[Goal] Give back exactly the lines that run from the line containing "Pin the mulch" through the end of the listing below. Leave out every other line.

>> Begin

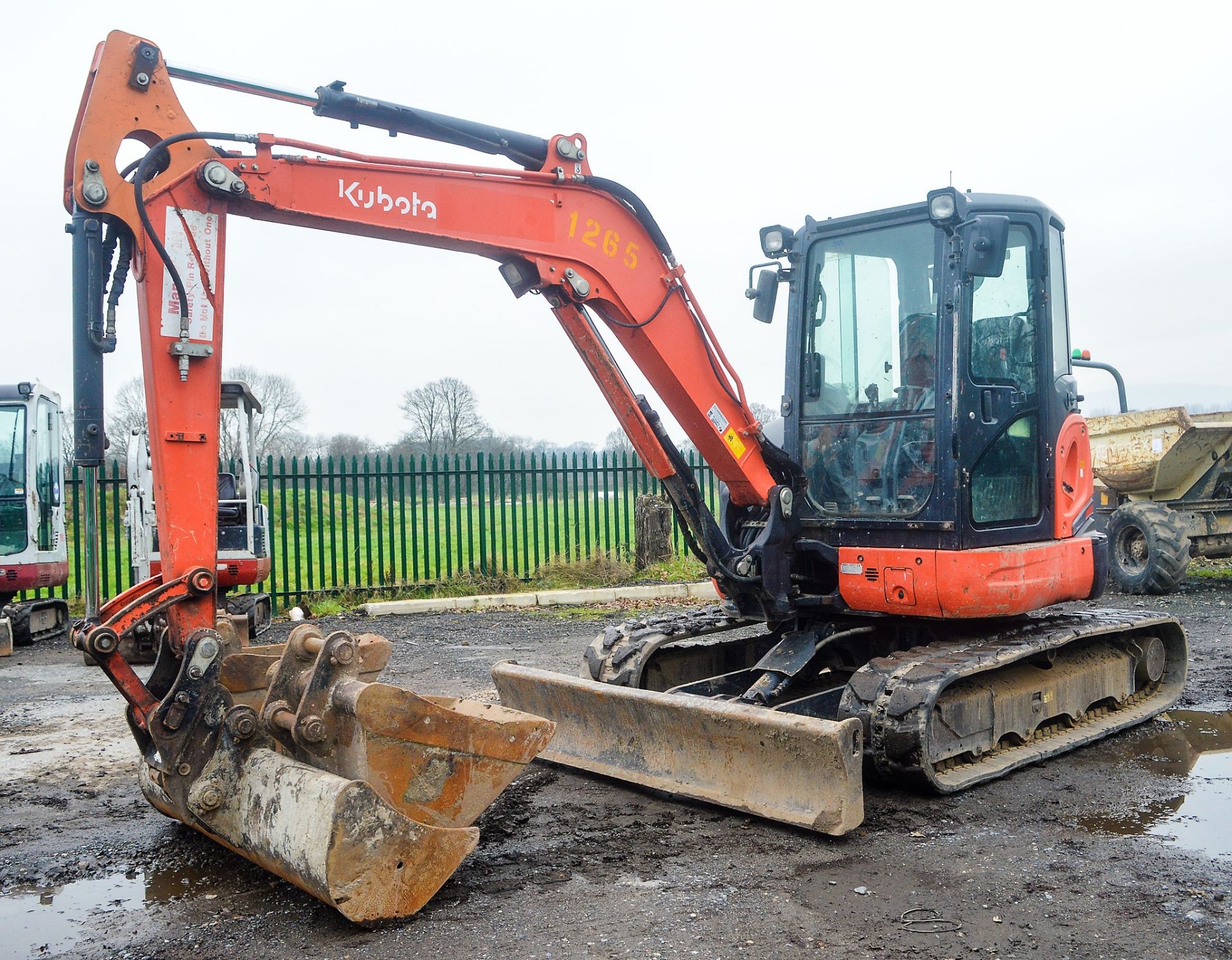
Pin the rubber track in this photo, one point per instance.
(894, 696)
(619, 653)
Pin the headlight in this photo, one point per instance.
(941, 207)
(774, 239)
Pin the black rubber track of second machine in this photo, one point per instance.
(894, 696)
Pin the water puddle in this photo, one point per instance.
(1194, 750)
(46, 921)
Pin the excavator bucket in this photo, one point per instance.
(360, 793)
(796, 769)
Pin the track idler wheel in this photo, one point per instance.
(360, 793)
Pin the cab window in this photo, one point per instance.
(1003, 320)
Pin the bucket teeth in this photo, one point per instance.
(360, 793)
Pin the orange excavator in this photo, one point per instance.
(881, 563)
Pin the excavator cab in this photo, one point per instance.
(896, 352)
(33, 551)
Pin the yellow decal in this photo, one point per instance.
(610, 243)
(735, 443)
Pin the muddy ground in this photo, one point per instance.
(1043, 863)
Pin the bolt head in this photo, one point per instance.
(211, 798)
(244, 726)
(107, 641)
(313, 730)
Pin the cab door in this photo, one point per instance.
(1002, 396)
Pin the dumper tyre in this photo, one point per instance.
(1150, 549)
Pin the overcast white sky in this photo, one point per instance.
(723, 119)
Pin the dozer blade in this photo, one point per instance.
(332, 837)
(363, 794)
(796, 769)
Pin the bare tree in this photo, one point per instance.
(344, 447)
(126, 413)
(617, 443)
(764, 413)
(277, 427)
(444, 417)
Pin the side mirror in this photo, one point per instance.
(985, 239)
(766, 295)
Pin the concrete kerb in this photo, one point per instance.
(704, 590)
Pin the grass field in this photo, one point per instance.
(389, 527)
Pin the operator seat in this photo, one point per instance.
(228, 513)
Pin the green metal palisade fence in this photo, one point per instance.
(381, 523)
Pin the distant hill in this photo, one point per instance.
(1100, 393)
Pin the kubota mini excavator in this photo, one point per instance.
(932, 491)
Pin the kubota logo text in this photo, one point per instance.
(369, 199)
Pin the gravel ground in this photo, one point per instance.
(572, 866)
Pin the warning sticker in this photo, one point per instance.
(205, 238)
(733, 440)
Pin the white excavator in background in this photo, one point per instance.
(243, 526)
(33, 551)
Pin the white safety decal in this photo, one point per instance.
(205, 236)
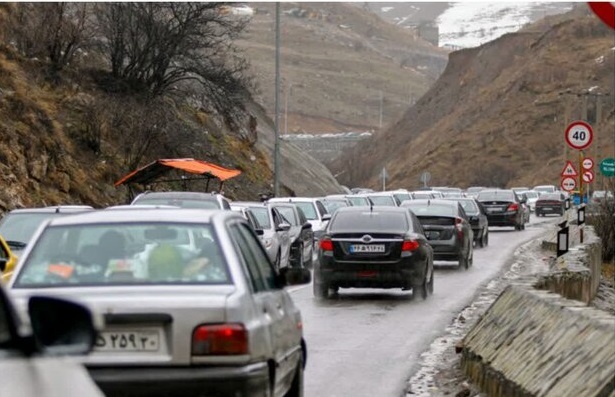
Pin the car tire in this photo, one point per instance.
(296, 388)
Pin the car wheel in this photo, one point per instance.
(296, 388)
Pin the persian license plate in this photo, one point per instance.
(433, 235)
(127, 341)
(359, 248)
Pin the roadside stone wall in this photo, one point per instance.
(540, 338)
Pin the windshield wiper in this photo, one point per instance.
(16, 244)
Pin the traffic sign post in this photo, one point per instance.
(568, 183)
(579, 135)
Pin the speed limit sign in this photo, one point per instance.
(579, 135)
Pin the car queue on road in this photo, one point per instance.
(192, 293)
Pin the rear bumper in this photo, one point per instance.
(248, 381)
(404, 273)
(502, 220)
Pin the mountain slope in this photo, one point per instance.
(495, 116)
(338, 57)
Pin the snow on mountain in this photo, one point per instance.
(470, 24)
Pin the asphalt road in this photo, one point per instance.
(367, 342)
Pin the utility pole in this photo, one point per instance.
(276, 146)
(381, 106)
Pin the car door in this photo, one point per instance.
(271, 302)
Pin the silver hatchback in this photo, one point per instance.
(192, 303)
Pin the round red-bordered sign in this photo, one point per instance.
(568, 184)
(588, 176)
(588, 163)
(579, 135)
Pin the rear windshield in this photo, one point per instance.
(262, 217)
(382, 200)
(422, 209)
(496, 196)
(358, 201)
(309, 210)
(289, 215)
(178, 202)
(127, 254)
(369, 221)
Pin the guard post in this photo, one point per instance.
(562, 239)
(581, 221)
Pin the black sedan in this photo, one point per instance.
(447, 228)
(374, 247)
(504, 208)
(550, 204)
(478, 219)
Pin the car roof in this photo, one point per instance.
(172, 215)
(53, 209)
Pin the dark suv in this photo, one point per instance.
(503, 208)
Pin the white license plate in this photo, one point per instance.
(127, 341)
(367, 248)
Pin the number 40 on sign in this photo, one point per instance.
(579, 135)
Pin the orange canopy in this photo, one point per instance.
(156, 169)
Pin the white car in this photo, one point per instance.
(532, 196)
(212, 321)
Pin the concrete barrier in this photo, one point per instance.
(539, 338)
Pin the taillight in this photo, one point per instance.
(459, 227)
(219, 340)
(409, 245)
(326, 245)
(513, 207)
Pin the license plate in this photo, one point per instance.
(433, 235)
(127, 341)
(366, 248)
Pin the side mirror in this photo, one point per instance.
(295, 276)
(283, 227)
(61, 327)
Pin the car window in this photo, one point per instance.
(422, 209)
(369, 220)
(179, 202)
(262, 216)
(251, 269)
(127, 254)
(309, 210)
(259, 257)
(288, 214)
(382, 200)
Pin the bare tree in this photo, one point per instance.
(157, 47)
(54, 31)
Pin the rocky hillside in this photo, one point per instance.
(67, 140)
(497, 114)
(336, 59)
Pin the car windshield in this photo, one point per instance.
(288, 214)
(179, 202)
(18, 228)
(423, 209)
(309, 210)
(382, 200)
(358, 201)
(126, 254)
(496, 196)
(334, 205)
(369, 221)
(262, 217)
(469, 206)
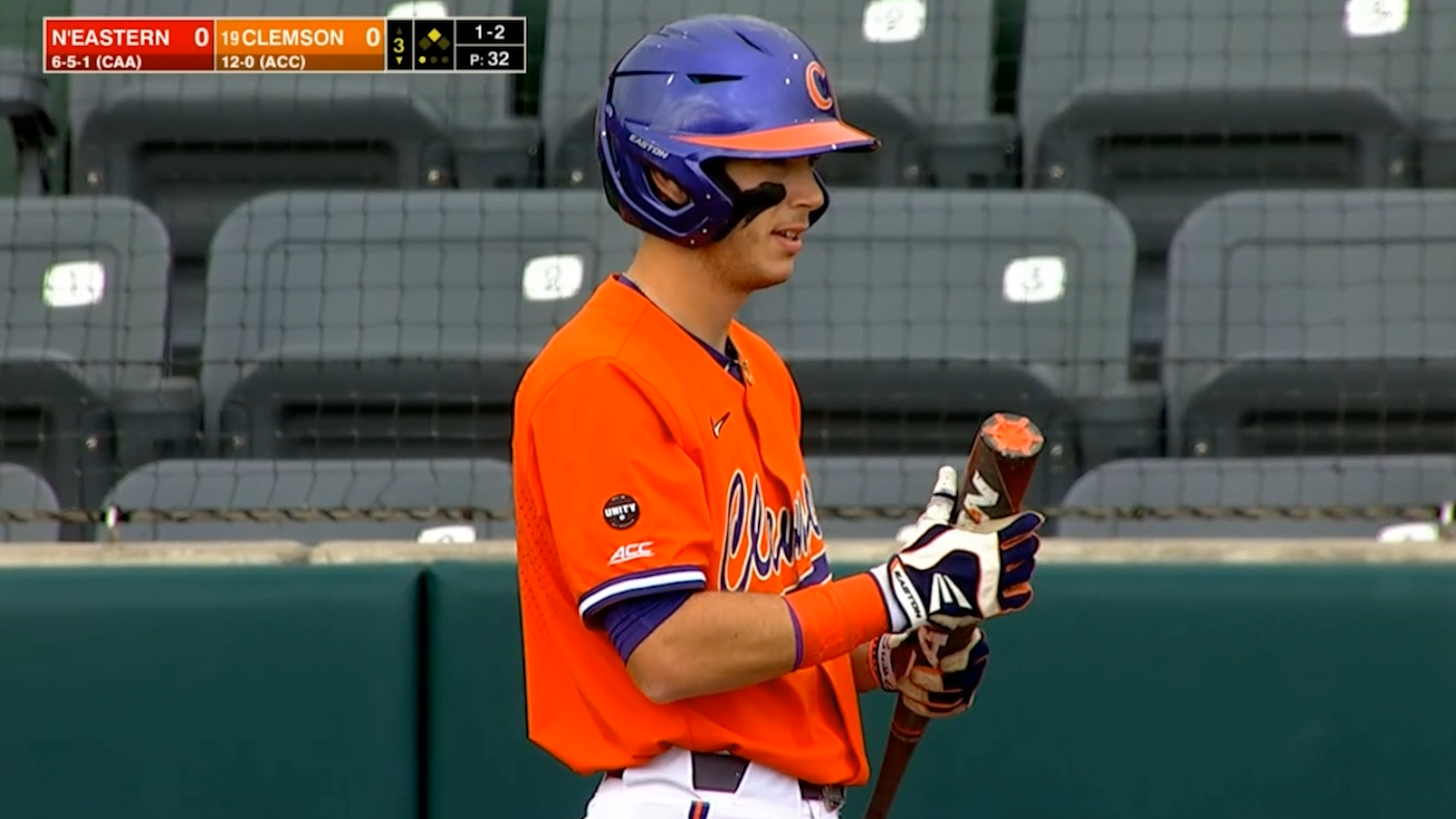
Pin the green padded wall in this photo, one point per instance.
(1130, 692)
(270, 692)
(481, 761)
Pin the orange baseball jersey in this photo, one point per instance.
(642, 466)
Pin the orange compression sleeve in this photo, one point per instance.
(833, 618)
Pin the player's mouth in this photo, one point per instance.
(791, 240)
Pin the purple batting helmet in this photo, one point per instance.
(704, 89)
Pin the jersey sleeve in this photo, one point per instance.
(626, 503)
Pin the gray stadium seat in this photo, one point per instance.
(1313, 322)
(928, 98)
(1241, 497)
(1438, 98)
(367, 500)
(193, 148)
(854, 497)
(82, 341)
(25, 108)
(1161, 105)
(351, 325)
(902, 335)
(22, 491)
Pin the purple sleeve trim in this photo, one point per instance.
(629, 621)
(799, 637)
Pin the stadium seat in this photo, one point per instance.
(1313, 322)
(1256, 497)
(312, 502)
(922, 82)
(24, 494)
(1438, 24)
(82, 343)
(392, 325)
(1161, 105)
(912, 315)
(25, 108)
(193, 148)
(873, 497)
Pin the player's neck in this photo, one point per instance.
(691, 297)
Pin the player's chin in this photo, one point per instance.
(774, 273)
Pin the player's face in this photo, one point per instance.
(761, 253)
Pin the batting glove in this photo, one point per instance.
(951, 576)
(943, 689)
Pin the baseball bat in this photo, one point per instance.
(993, 485)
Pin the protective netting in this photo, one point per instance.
(1206, 245)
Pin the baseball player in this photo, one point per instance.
(685, 637)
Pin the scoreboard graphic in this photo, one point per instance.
(254, 46)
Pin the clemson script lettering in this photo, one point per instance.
(762, 542)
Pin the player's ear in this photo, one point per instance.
(667, 188)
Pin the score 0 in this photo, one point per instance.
(139, 44)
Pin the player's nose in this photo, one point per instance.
(804, 190)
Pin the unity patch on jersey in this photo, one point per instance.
(620, 512)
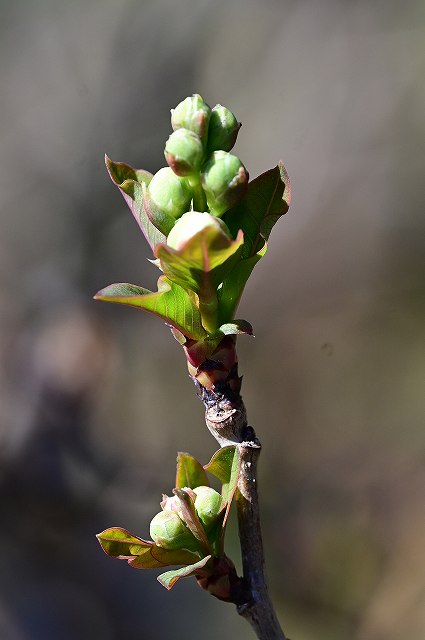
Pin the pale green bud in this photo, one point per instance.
(223, 129)
(168, 531)
(208, 505)
(192, 223)
(192, 113)
(224, 180)
(169, 192)
(184, 152)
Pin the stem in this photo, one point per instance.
(225, 417)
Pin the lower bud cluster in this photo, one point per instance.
(169, 529)
(200, 167)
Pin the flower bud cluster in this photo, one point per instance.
(168, 528)
(200, 168)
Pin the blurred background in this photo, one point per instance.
(95, 400)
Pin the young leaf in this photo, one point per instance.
(159, 557)
(266, 200)
(200, 265)
(190, 472)
(130, 182)
(171, 303)
(169, 578)
(225, 465)
(120, 543)
(231, 291)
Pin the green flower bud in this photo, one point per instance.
(223, 129)
(184, 152)
(168, 531)
(207, 505)
(192, 223)
(169, 192)
(192, 113)
(224, 180)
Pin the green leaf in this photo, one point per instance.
(120, 543)
(131, 182)
(225, 465)
(141, 554)
(159, 557)
(190, 517)
(235, 328)
(171, 303)
(266, 200)
(190, 472)
(159, 218)
(200, 265)
(169, 578)
(231, 291)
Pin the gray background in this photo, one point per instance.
(95, 400)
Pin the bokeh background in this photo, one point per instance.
(95, 400)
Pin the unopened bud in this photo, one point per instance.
(192, 223)
(168, 531)
(223, 129)
(224, 180)
(184, 152)
(169, 192)
(192, 113)
(208, 505)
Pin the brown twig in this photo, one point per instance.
(225, 416)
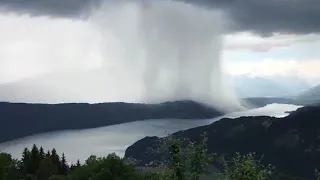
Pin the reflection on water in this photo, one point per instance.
(101, 141)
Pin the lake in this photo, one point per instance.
(80, 144)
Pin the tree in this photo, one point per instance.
(34, 159)
(41, 153)
(64, 165)
(8, 167)
(56, 159)
(26, 162)
(246, 167)
(182, 159)
(47, 168)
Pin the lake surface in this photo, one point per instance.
(80, 144)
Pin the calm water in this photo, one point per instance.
(79, 144)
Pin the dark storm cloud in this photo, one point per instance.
(260, 16)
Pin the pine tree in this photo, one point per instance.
(35, 159)
(78, 163)
(41, 153)
(48, 154)
(56, 159)
(25, 165)
(64, 165)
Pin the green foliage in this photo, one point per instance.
(317, 174)
(183, 161)
(246, 167)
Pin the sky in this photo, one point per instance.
(265, 37)
(260, 38)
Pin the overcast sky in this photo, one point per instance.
(299, 18)
(263, 37)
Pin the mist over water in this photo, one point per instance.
(156, 50)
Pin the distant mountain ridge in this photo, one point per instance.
(270, 86)
(291, 143)
(20, 119)
(312, 94)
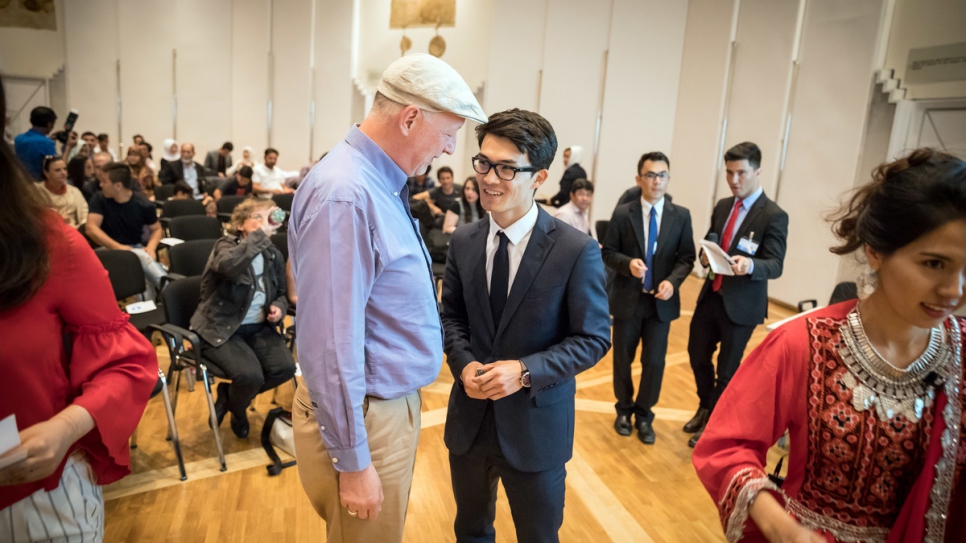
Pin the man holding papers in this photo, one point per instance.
(650, 246)
(752, 230)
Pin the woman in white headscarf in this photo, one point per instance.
(573, 172)
(248, 159)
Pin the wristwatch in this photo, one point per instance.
(524, 375)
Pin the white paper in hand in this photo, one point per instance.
(718, 259)
(9, 439)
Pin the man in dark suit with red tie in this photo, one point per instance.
(524, 311)
(752, 229)
(650, 246)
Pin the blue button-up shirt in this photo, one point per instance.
(31, 147)
(367, 314)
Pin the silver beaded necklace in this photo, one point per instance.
(876, 383)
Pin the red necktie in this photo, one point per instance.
(726, 240)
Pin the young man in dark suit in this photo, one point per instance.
(524, 312)
(650, 246)
(752, 229)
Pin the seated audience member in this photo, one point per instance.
(75, 409)
(575, 211)
(104, 144)
(442, 197)
(241, 185)
(67, 200)
(182, 191)
(219, 161)
(248, 159)
(35, 144)
(117, 219)
(80, 172)
(269, 179)
(465, 210)
(169, 155)
(141, 172)
(420, 182)
(236, 321)
(187, 170)
(146, 150)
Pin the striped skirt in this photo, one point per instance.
(71, 513)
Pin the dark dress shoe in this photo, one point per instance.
(239, 425)
(221, 404)
(694, 439)
(623, 425)
(645, 432)
(698, 421)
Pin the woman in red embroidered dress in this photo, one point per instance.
(75, 373)
(872, 393)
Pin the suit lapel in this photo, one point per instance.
(637, 223)
(749, 220)
(533, 258)
(477, 255)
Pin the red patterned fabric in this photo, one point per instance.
(848, 472)
(111, 370)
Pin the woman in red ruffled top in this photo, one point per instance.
(73, 371)
(872, 393)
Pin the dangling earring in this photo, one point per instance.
(866, 282)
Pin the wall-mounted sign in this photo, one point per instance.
(936, 64)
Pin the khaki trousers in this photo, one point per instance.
(393, 432)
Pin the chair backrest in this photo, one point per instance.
(284, 201)
(843, 291)
(181, 298)
(180, 208)
(601, 228)
(195, 227)
(227, 204)
(124, 270)
(280, 239)
(163, 192)
(189, 258)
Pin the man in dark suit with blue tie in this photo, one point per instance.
(524, 311)
(650, 246)
(752, 229)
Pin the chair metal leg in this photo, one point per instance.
(214, 417)
(172, 426)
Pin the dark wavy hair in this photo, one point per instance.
(906, 199)
(24, 258)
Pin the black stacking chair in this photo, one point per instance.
(284, 201)
(192, 227)
(227, 204)
(181, 298)
(127, 280)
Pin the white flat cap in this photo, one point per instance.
(428, 82)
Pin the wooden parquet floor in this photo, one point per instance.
(618, 489)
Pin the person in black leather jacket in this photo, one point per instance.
(243, 295)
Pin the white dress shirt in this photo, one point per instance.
(646, 207)
(519, 235)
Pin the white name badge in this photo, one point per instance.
(748, 246)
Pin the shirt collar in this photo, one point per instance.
(752, 198)
(390, 173)
(646, 206)
(517, 230)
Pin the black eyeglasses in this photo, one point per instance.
(503, 171)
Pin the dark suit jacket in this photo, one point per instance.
(211, 162)
(573, 173)
(746, 297)
(555, 321)
(172, 172)
(673, 260)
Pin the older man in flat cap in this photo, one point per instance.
(370, 335)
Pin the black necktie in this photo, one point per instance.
(500, 279)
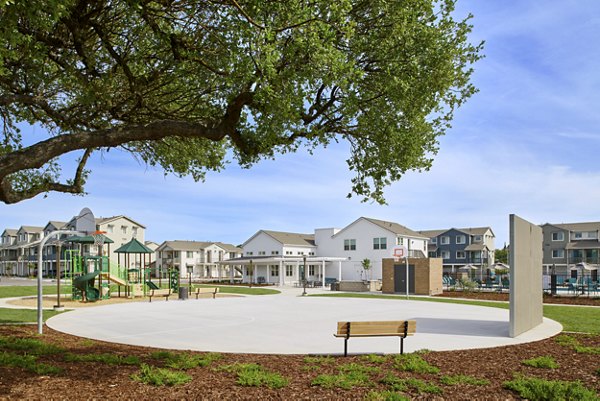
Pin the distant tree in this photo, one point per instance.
(191, 85)
(501, 255)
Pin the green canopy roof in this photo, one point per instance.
(134, 246)
(88, 239)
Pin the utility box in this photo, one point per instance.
(424, 276)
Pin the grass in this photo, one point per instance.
(413, 363)
(30, 346)
(543, 362)
(572, 318)
(463, 379)
(159, 376)
(12, 316)
(27, 362)
(536, 389)
(109, 359)
(254, 375)
(243, 290)
(182, 361)
(10, 291)
(350, 375)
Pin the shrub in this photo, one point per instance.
(545, 362)
(413, 363)
(535, 389)
(159, 376)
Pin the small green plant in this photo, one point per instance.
(372, 358)
(27, 362)
(535, 389)
(251, 374)
(582, 349)
(185, 361)
(29, 346)
(350, 375)
(386, 395)
(421, 386)
(463, 379)
(413, 363)
(109, 359)
(159, 376)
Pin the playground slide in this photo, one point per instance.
(114, 279)
(85, 284)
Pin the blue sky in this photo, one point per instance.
(526, 144)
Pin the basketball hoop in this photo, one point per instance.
(98, 238)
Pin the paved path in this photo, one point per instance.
(290, 324)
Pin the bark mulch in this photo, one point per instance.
(96, 380)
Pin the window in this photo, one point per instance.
(380, 243)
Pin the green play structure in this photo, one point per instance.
(93, 278)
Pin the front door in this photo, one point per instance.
(400, 278)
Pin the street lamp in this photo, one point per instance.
(304, 275)
(190, 270)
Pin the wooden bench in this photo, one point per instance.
(207, 290)
(400, 328)
(166, 292)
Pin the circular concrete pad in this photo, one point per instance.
(292, 325)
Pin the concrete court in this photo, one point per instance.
(279, 324)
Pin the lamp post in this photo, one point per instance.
(304, 276)
(190, 270)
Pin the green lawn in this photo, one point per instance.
(578, 319)
(23, 315)
(27, 290)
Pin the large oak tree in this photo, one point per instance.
(190, 85)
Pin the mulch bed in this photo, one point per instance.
(497, 296)
(92, 380)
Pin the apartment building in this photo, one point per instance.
(567, 247)
(461, 246)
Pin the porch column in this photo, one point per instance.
(281, 273)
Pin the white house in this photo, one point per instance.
(279, 257)
(198, 259)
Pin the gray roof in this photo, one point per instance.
(179, 245)
(292, 238)
(585, 226)
(470, 231)
(395, 228)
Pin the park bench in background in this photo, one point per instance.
(400, 328)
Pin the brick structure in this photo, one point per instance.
(428, 275)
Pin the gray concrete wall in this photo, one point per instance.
(525, 276)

>> End

[Response]
Pin the mulch bed in this photo, one point per instance.
(497, 296)
(92, 380)
Pin the apartment building in this photo, one point per instance.
(567, 247)
(461, 246)
Pin the porch column in this photo, one point per instance.
(281, 273)
Pin the white house in this photo, one point per instance.
(279, 257)
(198, 259)
Pin the gray roof in this photo, one point per instance.
(179, 245)
(292, 238)
(585, 226)
(470, 231)
(395, 228)
Pin the park bench in background in this photo, one point per instance.
(400, 328)
Pin the brick structure in this photo, one point per instance.
(428, 275)
Pin the gray concrete wall in this photo, one point per instance.
(525, 276)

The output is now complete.